COVID Encourages E-Ticketing
When the Transportation Research Board (TRB) conducted a survey of state transportation agencies in the first quarter of 2019, it discovered that only 10 states had experience with e-ticketing. However, since the start of the COVID-19 pandemic, interest in e-ticketing has increased substantially.
Now, TRB reports that 14 states have experience with e-ticketing, five are working on implementation, and 15 more have begun to allow e-ticketing since the pandemic began.
By eliminating the need for paper tickets, e-ticketing also eliminates the need for multiple people to handle paper tickets and reduces person-to-person interaction, both of which are relevant benefits during a time when everyone is working hard to stop the spread of disease.
E-ticketing offers a number of other benefits. For DOTs, e-ticketing enables web-based exchange of material information, allows the inspector to focus less on collecting documentation and more on mat quality behind the paver, and offers electronic quantity tracking. For contractors and asphalt producers, e-ticketing can expedite pay, reduce safety hazards of having someone near the haul trucks to collect tickets, and, depending on the platform selected, assist with managing and tracking haul trucks.

====

→ Work to complete
Print the passage from the e-ticketing page from "E-ticketing offers a" up to and including "tracking haul trucks.", reproducing its wording without change. The material that follows was drawn from a separate source.

Saved data entries:
====

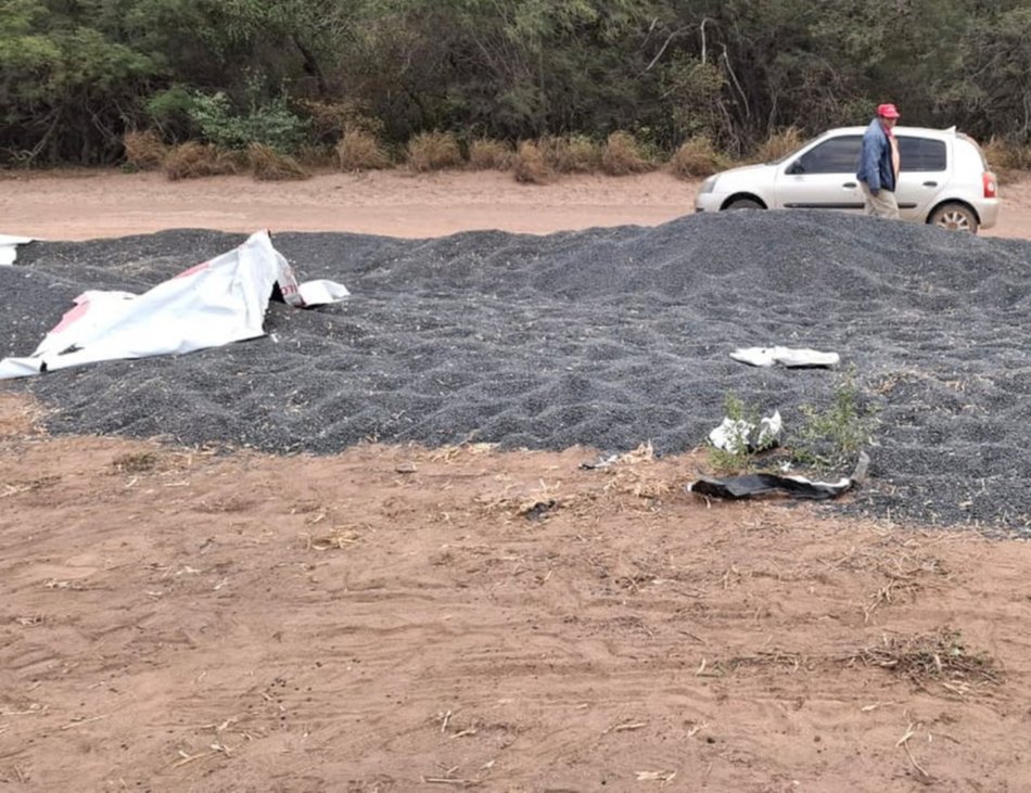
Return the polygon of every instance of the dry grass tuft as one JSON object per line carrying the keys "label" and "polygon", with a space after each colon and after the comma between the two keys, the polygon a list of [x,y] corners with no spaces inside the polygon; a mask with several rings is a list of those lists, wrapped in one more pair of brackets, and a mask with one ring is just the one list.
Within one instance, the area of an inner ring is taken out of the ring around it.
{"label": "dry grass tuft", "polygon": [[469,144],[469,165],[473,170],[511,170],[514,162],[516,152],[504,141],[479,138]]}
{"label": "dry grass tuft", "polygon": [[602,149],[586,136],[544,138],[538,145],[548,167],[558,174],[591,174],[601,168]]}
{"label": "dry grass tuft", "polygon": [[774,132],[755,150],[755,159],[760,163],[772,163],[787,156],[805,142],[805,136],[795,127],[788,127]]}
{"label": "dry grass tuft", "polygon": [[379,170],[391,166],[379,139],[362,129],[348,129],[336,143],[336,166],[341,170]]}
{"label": "dry grass tuft", "polygon": [[251,175],[258,181],[297,181],[311,177],[296,159],[264,143],[247,146],[247,163]]}
{"label": "dry grass tuft", "polygon": [[613,132],[601,154],[601,169],[609,176],[642,174],[652,169],[640,143],[629,132]]}
{"label": "dry grass tuft", "polygon": [[696,136],[680,144],[670,159],[670,172],[678,179],[712,176],[728,165],[705,136]]}
{"label": "dry grass tuft", "polygon": [[165,176],[173,181],[239,174],[243,170],[239,153],[219,151],[213,145],[196,141],[169,149],[162,167]]}
{"label": "dry grass tuft", "polygon": [[532,140],[524,140],[519,144],[514,170],[516,181],[526,184],[547,184],[555,176],[540,148]]}
{"label": "dry grass tuft", "polygon": [[889,669],[920,687],[940,682],[957,694],[968,693],[971,686],[998,683],[1001,678],[990,655],[970,652],[959,631],[949,628],[925,636],[886,636],[850,661]]}
{"label": "dry grass tuft", "polygon": [[152,129],[131,130],[122,136],[125,162],[137,170],[157,170],[165,162],[168,146]]}
{"label": "dry grass tuft", "polygon": [[421,132],[408,141],[408,167],[422,174],[462,165],[462,150],[450,132]]}
{"label": "dry grass tuft", "polygon": [[119,474],[142,474],[157,468],[158,457],[153,451],[130,451],[116,457],[111,466]]}
{"label": "dry grass tuft", "polygon": [[305,143],[297,151],[297,162],[316,170],[336,167],[336,150],[330,145]]}

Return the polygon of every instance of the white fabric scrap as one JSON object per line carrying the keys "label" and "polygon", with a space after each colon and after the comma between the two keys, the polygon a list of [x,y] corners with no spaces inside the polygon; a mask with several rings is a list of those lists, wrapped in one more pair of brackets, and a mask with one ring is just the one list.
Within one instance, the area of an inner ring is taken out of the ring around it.
{"label": "white fabric scrap", "polygon": [[759,426],[744,419],[726,417],[720,426],[709,433],[709,443],[730,453],[737,453],[742,448],[750,451],[768,449],[780,442],[782,426],[779,410],[760,419]]}
{"label": "white fabric scrap", "polygon": [[730,354],[734,360],[753,367],[836,367],[841,362],[837,353],[820,353],[815,349],[791,347],[741,347]]}
{"label": "white fabric scrap", "polygon": [[332,281],[297,283],[267,231],[229,253],[160,283],[142,295],[84,292],[30,356],[0,361],[0,380],[84,363],[179,355],[265,335],[265,311],[278,284],[304,308],[336,303],[347,289]]}
{"label": "white fabric scrap", "polygon": [[13,265],[17,260],[17,246],[31,241],[31,236],[0,234],[0,266]]}

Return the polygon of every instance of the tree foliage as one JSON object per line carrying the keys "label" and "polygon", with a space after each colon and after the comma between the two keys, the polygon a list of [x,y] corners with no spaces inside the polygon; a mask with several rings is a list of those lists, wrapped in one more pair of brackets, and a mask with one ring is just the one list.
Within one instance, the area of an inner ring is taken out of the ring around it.
{"label": "tree foliage", "polygon": [[136,128],[743,153],[882,101],[1028,143],[1029,42],[1031,0],[0,0],[0,163],[114,162]]}

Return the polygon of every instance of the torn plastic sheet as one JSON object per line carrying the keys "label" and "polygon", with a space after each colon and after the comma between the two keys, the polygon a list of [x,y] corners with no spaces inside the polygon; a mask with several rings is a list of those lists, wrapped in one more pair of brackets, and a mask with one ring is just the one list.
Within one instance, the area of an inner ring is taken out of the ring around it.
{"label": "torn plastic sheet", "polygon": [[760,419],[758,426],[744,419],[727,417],[720,426],[709,433],[709,443],[731,453],[742,448],[749,451],[769,449],[780,443],[782,426],[779,410],[774,411],[773,415]]}
{"label": "torn plastic sheet", "polygon": [[13,265],[17,260],[17,246],[31,241],[30,236],[0,234],[0,265]]}
{"label": "torn plastic sheet", "polygon": [[275,286],[296,308],[336,303],[349,294],[332,281],[297,283],[268,232],[259,231],[142,295],[84,292],[30,356],[0,361],[0,380],[263,336]]}
{"label": "torn plastic sheet", "polygon": [[730,357],[742,363],[753,367],[772,367],[780,364],[790,369],[830,368],[841,362],[837,353],[820,353],[815,349],[792,349],[791,347],[741,347],[734,350]]}
{"label": "torn plastic sheet", "polygon": [[844,476],[838,482],[813,482],[804,476],[781,476],[779,474],[744,474],[730,476],[725,479],[701,477],[687,486],[689,493],[715,498],[751,498],[769,493],[780,493],[794,499],[824,501],[838,498],[866,479],[869,466],[869,457],[866,452],[860,453],[855,470],[851,476]]}

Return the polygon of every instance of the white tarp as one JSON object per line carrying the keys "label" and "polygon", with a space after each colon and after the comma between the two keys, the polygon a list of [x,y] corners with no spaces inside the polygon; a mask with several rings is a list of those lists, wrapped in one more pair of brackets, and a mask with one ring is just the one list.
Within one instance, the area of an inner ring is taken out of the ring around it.
{"label": "white tarp", "polygon": [[0,234],[0,265],[13,265],[17,259],[17,246],[31,241],[31,236]]}
{"label": "white tarp", "polygon": [[789,368],[836,367],[841,362],[837,353],[820,353],[815,349],[791,347],[743,347],[730,354],[734,360],[753,367],[772,367],[779,363]]}
{"label": "white tarp", "polygon": [[267,231],[229,253],[192,267],[142,295],[84,292],[25,358],[0,361],[0,379],[22,378],[122,358],[177,355],[265,335],[265,310],[279,284],[303,308],[348,296],[343,284],[298,284]]}

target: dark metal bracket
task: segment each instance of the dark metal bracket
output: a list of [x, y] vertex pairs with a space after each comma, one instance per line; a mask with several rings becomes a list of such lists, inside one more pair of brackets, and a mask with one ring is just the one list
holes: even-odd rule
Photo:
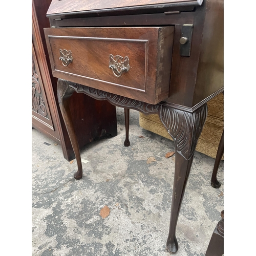
[[191, 41], [192, 33], [193, 32], [193, 25], [184, 24], [181, 27], [180, 38], [180, 55], [185, 57], [190, 56]]

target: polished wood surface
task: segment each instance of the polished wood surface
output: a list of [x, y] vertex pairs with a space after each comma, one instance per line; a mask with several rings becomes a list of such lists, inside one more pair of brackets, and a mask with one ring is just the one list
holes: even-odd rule
[[[42, 3], [47, 10], [51, 1]], [[42, 26], [49, 26], [49, 20], [40, 16], [37, 2], [32, 2], [32, 126], [59, 142], [60, 125], [54, 100], [52, 80], [43, 46]], [[44, 33], [42, 34], [44, 35]], [[46, 48], [47, 50], [47, 48]], [[56, 78], [54, 78], [55, 80]]]
[[[54, 75], [152, 104], [168, 97], [174, 27], [45, 31]], [[67, 67], [60, 49], [71, 52]], [[116, 76], [109, 67], [110, 55], [128, 57], [129, 71]]]
[[[46, 13], [51, 0], [32, 2], [32, 126], [61, 146], [64, 158], [75, 154], [57, 100], [57, 78], [51, 72], [44, 28], [50, 27]], [[115, 107], [85, 95], [75, 94], [70, 111], [80, 148], [96, 137], [117, 134]]]
[[[48, 13], [48, 16], [50, 18], [51, 25], [59, 28], [46, 30], [47, 36], [53, 35], [53, 31], [66, 31], [66, 33], [63, 34], [65, 36], [82, 37], [84, 36], [82, 34], [79, 35], [77, 34], [78, 31], [82, 31], [82, 28], [77, 27], [83, 27], [82, 29], [87, 31], [86, 36], [89, 36], [87, 33], [90, 31], [91, 34], [89, 34], [91, 37], [98, 37], [98, 31], [105, 30], [108, 33], [106, 33], [104, 38], [109, 37], [109, 35], [115, 35], [113, 38], [127, 40], [134, 39], [133, 36], [135, 36], [136, 33], [138, 33], [137, 31], [141, 29], [143, 30], [143, 33], [140, 34], [140, 36], [137, 36], [135, 39], [148, 39], [149, 42], [153, 40], [155, 46], [157, 45], [159, 46], [157, 51], [155, 50], [151, 51], [151, 54], [148, 55], [147, 72], [148, 74], [154, 75], [147, 75], [148, 87], [146, 88], [145, 92], [141, 92], [140, 90], [143, 88], [143, 86], [141, 82], [142, 80], [139, 77], [142, 73], [139, 70], [143, 69], [140, 70], [139, 68], [137, 73], [134, 73], [138, 75], [139, 77], [134, 77], [133, 76], [133, 77], [130, 77], [131, 80], [129, 81], [129, 79], [127, 79], [122, 83], [121, 85], [127, 86], [128, 84], [130, 86], [131, 88], [129, 89], [124, 86], [113, 87], [111, 82], [113, 83], [113, 80], [108, 81], [109, 82], [106, 83], [106, 80], [101, 78], [105, 81], [105, 82], [102, 82], [98, 78], [100, 76], [96, 76], [102, 75], [100, 74], [102, 72], [98, 72], [99, 70], [102, 71], [104, 65], [95, 60], [93, 57], [88, 59], [88, 65], [92, 65], [92, 68], [88, 67], [86, 71], [83, 70], [81, 67], [78, 67], [79, 65], [72, 70], [72, 73], [65, 74], [63, 72], [55, 70], [55, 64], [53, 60], [57, 61], [58, 58], [59, 58], [59, 56], [57, 55], [58, 48], [57, 46], [61, 45], [62, 39], [55, 40], [55, 43], [56, 44], [54, 46], [53, 48], [55, 48], [53, 50], [50, 42], [48, 44], [49, 52], [51, 54], [52, 52], [54, 55], [52, 58], [52, 67], [54, 68], [53, 69], [53, 75], [59, 78], [57, 90], [59, 103], [61, 105], [62, 114], [65, 117], [65, 124], [72, 140], [77, 160], [80, 156], [77, 142], [75, 141], [75, 132], [72, 124], [72, 120], [74, 118], [72, 114], [69, 114], [68, 110], [69, 106], [71, 106], [71, 103], [69, 102], [69, 99], [71, 98], [70, 95], [73, 94], [73, 91], [78, 93], [84, 94], [95, 99], [106, 100], [114, 105], [124, 108], [126, 110], [125, 111], [126, 124], [129, 121], [128, 109], [137, 110], [144, 114], [158, 113], [168, 133], [172, 136], [176, 144], [176, 158], [170, 226], [166, 248], [168, 251], [175, 253], [178, 249], [176, 230], [179, 214], [197, 141], [207, 116], [206, 103], [223, 91], [223, 74], [222, 69], [223, 61], [220, 57], [223, 54], [223, 41], [220, 40], [219, 44], [216, 39], [216, 37], [218, 37], [218, 35], [221, 33], [223, 24], [223, 1], [204, 0], [201, 6], [198, 5], [199, 2], [197, 1], [196, 3], [196, 2], [187, 2], [186, 5], [189, 6], [191, 4], [190, 7], [193, 8], [187, 9], [186, 11], [183, 11], [184, 1], [177, 2], [175, 3], [172, 3], [172, 1], [170, 1], [172, 8], [174, 7], [177, 8], [175, 11], [174, 11], [174, 9], [170, 9], [168, 10], [169, 11], [166, 11], [164, 1], [158, 2], [158, 4], [161, 3], [162, 5], [153, 5], [150, 10], [145, 2], [142, 4], [143, 5], [133, 6], [132, 8], [130, 8], [132, 6], [131, 2], [127, 2], [123, 8], [117, 8], [118, 6], [116, 5], [116, 8], [112, 9], [103, 9], [106, 2], [96, 1], [95, 2], [95, 6], [97, 5], [98, 6], [97, 10], [92, 12], [89, 10], [90, 7], [88, 7], [87, 10], [84, 8], [88, 3], [88, 1], [80, 1], [78, 5], [75, 4], [73, 10], [70, 8], [70, 5], [67, 4], [68, 2], [68, 0], [58, 2], [58, 5], [61, 6], [60, 9], [58, 9], [54, 5], [55, 0], [53, 2]], [[115, 2], [114, 1], [113, 3]], [[157, 5], [157, 8], [154, 9]], [[95, 15], [93, 15], [93, 13]], [[102, 14], [103, 13], [104, 15]], [[96, 13], [97, 16], [95, 16]], [[219, 19], [217, 20], [216, 19]], [[216, 24], [212, 25], [213, 22], [216, 22]], [[180, 54], [180, 50], [182, 46], [180, 40], [183, 26], [187, 25], [193, 27], [191, 39], [189, 40], [190, 51], [189, 56], [184, 56]], [[156, 28], [156, 27], [158, 28]], [[168, 40], [165, 40], [162, 38], [165, 37], [164, 36], [159, 36], [159, 32], [158, 34], [156, 33], [156, 31], [160, 30], [159, 28], [163, 27], [161, 29], [164, 29], [165, 27], [168, 27], [168, 29], [165, 30], [168, 32], [166, 34], [169, 34], [170, 29], [174, 30], [173, 37], [169, 36]], [[71, 29], [71, 27], [73, 27], [73, 29]], [[125, 28], [127, 30], [125, 30]], [[124, 33], [125, 31], [129, 32], [126, 34], [126, 32]], [[75, 34], [74, 31], [75, 32]], [[118, 36], [116, 36], [116, 31], [119, 31]], [[150, 35], [152, 31], [155, 31], [155, 35], [156, 36], [155, 36], [155, 39], [154, 36]], [[173, 32], [173, 31], [171, 33]], [[101, 37], [102, 34], [100, 33]], [[56, 34], [53, 35], [60, 35]], [[219, 36], [221, 37], [222, 35], [220, 34]], [[70, 39], [70, 42], [66, 42], [65, 46], [71, 46], [71, 40]], [[215, 41], [216, 42], [216, 44], [214, 43]], [[83, 43], [81, 42], [75, 42], [76, 47], [79, 48], [79, 51], [82, 53], [80, 56], [81, 59], [86, 58], [88, 54], [88, 50], [84, 50], [84, 48], [87, 48], [87, 47], [82, 44]], [[133, 47], [133, 51], [129, 51], [127, 45], [119, 45], [118, 50], [122, 49], [125, 52], [128, 51], [129, 54], [132, 54], [134, 51], [136, 53], [144, 52], [140, 50], [138, 46]], [[109, 46], [111, 46], [109, 48], [111, 50], [115, 48], [112, 43]], [[101, 51], [101, 55], [104, 56], [105, 52], [108, 53], [106, 55], [109, 56], [110, 54], [112, 54], [108, 52], [108, 47], [102, 48], [99, 46], [97, 48], [96, 43], [95, 45], [91, 45], [90, 48], [94, 52], [96, 51], [95, 49], [102, 48], [103, 50]], [[156, 47], [154, 49], [156, 49]], [[168, 56], [168, 54], [167, 55], [159, 55], [159, 53], [163, 51], [164, 52], [166, 49], [169, 49], [166, 52], [167, 53], [171, 50], [173, 52], [172, 56]], [[72, 51], [71, 49], [66, 50]], [[76, 51], [77, 50], [75, 50], [75, 51]], [[123, 57], [126, 56], [124, 53], [124, 52], [122, 52], [122, 54], [124, 55], [122, 55]], [[117, 53], [116, 54], [120, 54]], [[159, 58], [158, 57], [156, 59], [157, 55], [162, 56], [162, 58]], [[104, 59], [104, 57], [101, 58]], [[142, 61], [140, 61], [139, 59], [142, 60], [143, 58], [141, 56], [139, 58], [139, 62], [137, 62], [140, 63], [142, 68], [144, 66]], [[143, 63], [144, 63], [144, 61]], [[72, 64], [73, 62], [70, 64], [70, 67]], [[84, 65], [84, 62], [80, 62], [80, 65], [82, 66]], [[69, 65], [68, 67], [69, 67]], [[63, 70], [62, 67], [60, 69]], [[218, 70], [218, 76], [215, 75], [217, 74], [215, 70]], [[91, 75], [93, 74], [95, 76], [93, 77], [97, 77], [95, 79], [95, 79], [85, 79], [84, 77], [82, 77], [83, 73], [81, 74], [79, 73], [81, 72], [90, 72]], [[110, 74], [112, 70], [109, 70], [109, 75], [104, 75], [109, 78], [111, 77]], [[124, 77], [129, 72], [124, 74]], [[162, 76], [159, 75], [161, 72], [162, 72]], [[170, 77], [169, 76], [169, 72]], [[205, 75], [204, 72], [208, 75]], [[159, 77], [165, 78], [163, 80], [162, 78], [159, 79]], [[168, 82], [167, 90], [166, 81]], [[134, 93], [134, 90], [136, 93]], [[158, 98], [157, 95], [159, 96]], [[126, 128], [129, 128], [128, 125], [126, 125]], [[126, 139], [129, 139], [128, 131], [126, 131]], [[79, 161], [78, 161], [78, 171], [74, 176], [77, 179], [82, 177], [82, 168]]]
[[[73, 0], [72, 4], [70, 4], [69, 0], [53, 0], [52, 4], [47, 12], [47, 14], [59, 14], [61, 13], [68, 13], [73, 12], [109, 12], [113, 9], [120, 9], [124, 8], [127, 9], [130, 7], [135, 9], [141, 8], [143, 6], [150, 5], [156, 8], [155, 6], [161, 5], [162, 8], [163, 4], [167, 6], [178, 5], [190, 5], [192, 6], [199, 6], [202, 3], [203, 0], [129, 0], [126, 1], [120, 1], [113, 0], [112, 1], [102, 1], [95, 0], [94, 1], [80, 1], [79, 0]], [[151, 6], [149, 6], [150, 7]]]
[[216, 158], [214, 163], [214, 170], [211, 175], [210, 183], [211, 186], [215, 188], [218, 188], [221, 185], [221, 183], [217, 180], [217, 173], [219, 169], [219, 166], [221, 162], [221, 159], [224, 154], [224, 131], [221, 135], [220, 144], [218, 148], [217, 153], [216, 154]]
[[205, 256], [223, 256], [224, 254], [224, 210], [221, 212], [221, 220], [215, 228], [208, 245]]

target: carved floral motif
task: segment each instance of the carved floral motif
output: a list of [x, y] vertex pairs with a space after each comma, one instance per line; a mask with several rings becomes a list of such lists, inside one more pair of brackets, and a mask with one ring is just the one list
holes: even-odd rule
[[41, 88], [36, 74], [35, 63], [32, 59], [32, 109], [44, 117], [48, 115], [47, 111], [41, 94]]

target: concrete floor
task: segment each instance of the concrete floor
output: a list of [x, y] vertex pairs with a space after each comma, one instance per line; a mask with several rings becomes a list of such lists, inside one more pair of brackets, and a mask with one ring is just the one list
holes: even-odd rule
[[[168, 236], [175, 155], [174, 142], [139, 125], [131, 111], [131, 146], [123, 146], [123, 110], [117, 108], [118, 135], [93, 141], [81, 151], [83, 177], [76, 162], [35, 129], [32, 136], [32, 255], [170, 255]], [[143, 136], [145, 138], [139, 138]], [[47, 142], [50, 145], [47, 145]], [[147, 158], [156, 161], [147, 164]], [[196, 152], [177, 228], [177, 256], [204, 256], [224, 208], [222, 183], [210, 185], [215, 159]], [[100, 209], [108, 205], [104, 219]]]

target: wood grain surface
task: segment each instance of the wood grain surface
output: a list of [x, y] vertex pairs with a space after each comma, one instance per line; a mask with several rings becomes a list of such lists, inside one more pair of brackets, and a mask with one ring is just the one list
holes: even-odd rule
[[125, 8], [129, 7], [138, 8], [146, 5], [163, 4], [175, 4], [176, 5], [200, 5], [203, 0], [130, 0], [120, 1], [113, 0], [105, 1], [95, 0], [94, 1], [81, 1], [73, 0], [72, 3], [69, 0], [53, 0], [47, 15], [60, 13], [93, 11], [96, 12], [100, 10], [108, 10], [116, 8]]

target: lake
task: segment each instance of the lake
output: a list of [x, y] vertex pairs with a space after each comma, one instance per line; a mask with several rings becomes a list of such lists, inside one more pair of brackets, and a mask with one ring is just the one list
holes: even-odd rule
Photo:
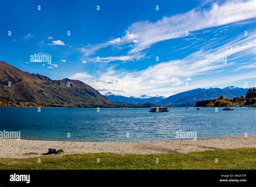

====

→ Exercise response
E-ticketing offers a number of other benefits. For DOTs, e-ticketing enables web-based exchange of material information, allows the inspector to focus less on collecting documentation and more on mat quality behind the paver, and offers electronic quantity tracking. For contractors and asphalt producers, e-ticketing can expedite pay, reduce safety hazards of having someone near the haul trucks to collect tickets, and, depending on the platform selected, assist with managing and tracking haul trucks.